Search the data below for the word "building" and report how many lines contain it, with no added words.
[[ RECORDS PROVIDED open ]]
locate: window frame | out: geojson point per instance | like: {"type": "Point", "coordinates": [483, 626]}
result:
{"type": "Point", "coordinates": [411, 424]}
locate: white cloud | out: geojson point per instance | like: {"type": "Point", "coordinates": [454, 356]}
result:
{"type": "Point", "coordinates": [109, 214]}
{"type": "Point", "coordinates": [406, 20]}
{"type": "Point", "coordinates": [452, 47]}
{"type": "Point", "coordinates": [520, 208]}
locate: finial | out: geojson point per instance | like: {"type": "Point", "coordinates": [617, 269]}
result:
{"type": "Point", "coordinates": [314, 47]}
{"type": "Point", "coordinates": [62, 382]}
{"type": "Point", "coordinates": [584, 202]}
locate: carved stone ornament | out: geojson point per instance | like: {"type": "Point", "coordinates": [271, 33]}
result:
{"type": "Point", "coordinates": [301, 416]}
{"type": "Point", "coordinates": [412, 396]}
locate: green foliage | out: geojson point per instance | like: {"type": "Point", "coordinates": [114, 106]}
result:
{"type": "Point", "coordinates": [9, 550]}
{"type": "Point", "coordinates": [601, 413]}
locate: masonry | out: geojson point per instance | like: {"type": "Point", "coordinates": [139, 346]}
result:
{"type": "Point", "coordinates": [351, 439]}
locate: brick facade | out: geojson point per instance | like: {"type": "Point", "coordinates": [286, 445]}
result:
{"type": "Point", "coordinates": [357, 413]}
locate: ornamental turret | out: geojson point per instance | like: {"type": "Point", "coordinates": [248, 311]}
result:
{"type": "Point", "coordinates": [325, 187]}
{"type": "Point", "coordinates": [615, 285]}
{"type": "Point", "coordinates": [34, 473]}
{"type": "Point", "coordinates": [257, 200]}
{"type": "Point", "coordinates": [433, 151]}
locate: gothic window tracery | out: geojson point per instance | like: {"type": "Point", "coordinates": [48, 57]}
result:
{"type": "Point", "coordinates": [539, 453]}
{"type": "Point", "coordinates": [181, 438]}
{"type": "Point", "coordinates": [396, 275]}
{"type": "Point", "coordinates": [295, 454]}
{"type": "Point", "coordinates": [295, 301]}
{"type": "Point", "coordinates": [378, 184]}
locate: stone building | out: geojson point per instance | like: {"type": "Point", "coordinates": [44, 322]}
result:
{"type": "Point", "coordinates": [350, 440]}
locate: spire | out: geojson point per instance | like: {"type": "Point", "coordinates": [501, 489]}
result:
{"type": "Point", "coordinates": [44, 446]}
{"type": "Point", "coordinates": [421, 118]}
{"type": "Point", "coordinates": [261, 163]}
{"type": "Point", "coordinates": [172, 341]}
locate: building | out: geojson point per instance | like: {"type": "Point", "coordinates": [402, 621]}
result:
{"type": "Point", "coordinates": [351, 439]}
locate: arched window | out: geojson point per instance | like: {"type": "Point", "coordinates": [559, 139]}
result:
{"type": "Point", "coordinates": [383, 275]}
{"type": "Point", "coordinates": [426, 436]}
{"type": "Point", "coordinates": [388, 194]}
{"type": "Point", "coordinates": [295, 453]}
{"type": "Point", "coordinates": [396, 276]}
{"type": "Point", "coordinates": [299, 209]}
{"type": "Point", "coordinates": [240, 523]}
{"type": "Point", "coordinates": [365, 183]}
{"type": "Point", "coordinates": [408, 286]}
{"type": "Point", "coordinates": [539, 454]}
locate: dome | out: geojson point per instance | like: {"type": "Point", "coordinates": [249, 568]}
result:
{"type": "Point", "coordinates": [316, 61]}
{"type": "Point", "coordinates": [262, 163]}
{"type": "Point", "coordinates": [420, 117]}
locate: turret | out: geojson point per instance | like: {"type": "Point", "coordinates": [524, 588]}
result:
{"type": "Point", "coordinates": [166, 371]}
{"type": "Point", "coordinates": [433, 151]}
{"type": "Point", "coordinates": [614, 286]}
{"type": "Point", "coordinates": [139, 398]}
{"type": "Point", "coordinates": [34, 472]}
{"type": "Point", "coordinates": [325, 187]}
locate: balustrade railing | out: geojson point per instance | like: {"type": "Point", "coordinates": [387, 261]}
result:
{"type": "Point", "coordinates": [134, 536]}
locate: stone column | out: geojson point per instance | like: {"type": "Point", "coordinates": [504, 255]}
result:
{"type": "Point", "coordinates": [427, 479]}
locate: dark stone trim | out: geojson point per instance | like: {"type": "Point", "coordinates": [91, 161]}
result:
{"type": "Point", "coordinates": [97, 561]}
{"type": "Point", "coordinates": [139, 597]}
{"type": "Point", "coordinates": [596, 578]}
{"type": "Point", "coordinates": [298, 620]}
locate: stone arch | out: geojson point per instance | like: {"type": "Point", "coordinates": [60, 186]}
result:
[[ RECORDS PROVIDED closed ]]
-- SOLUTION --
2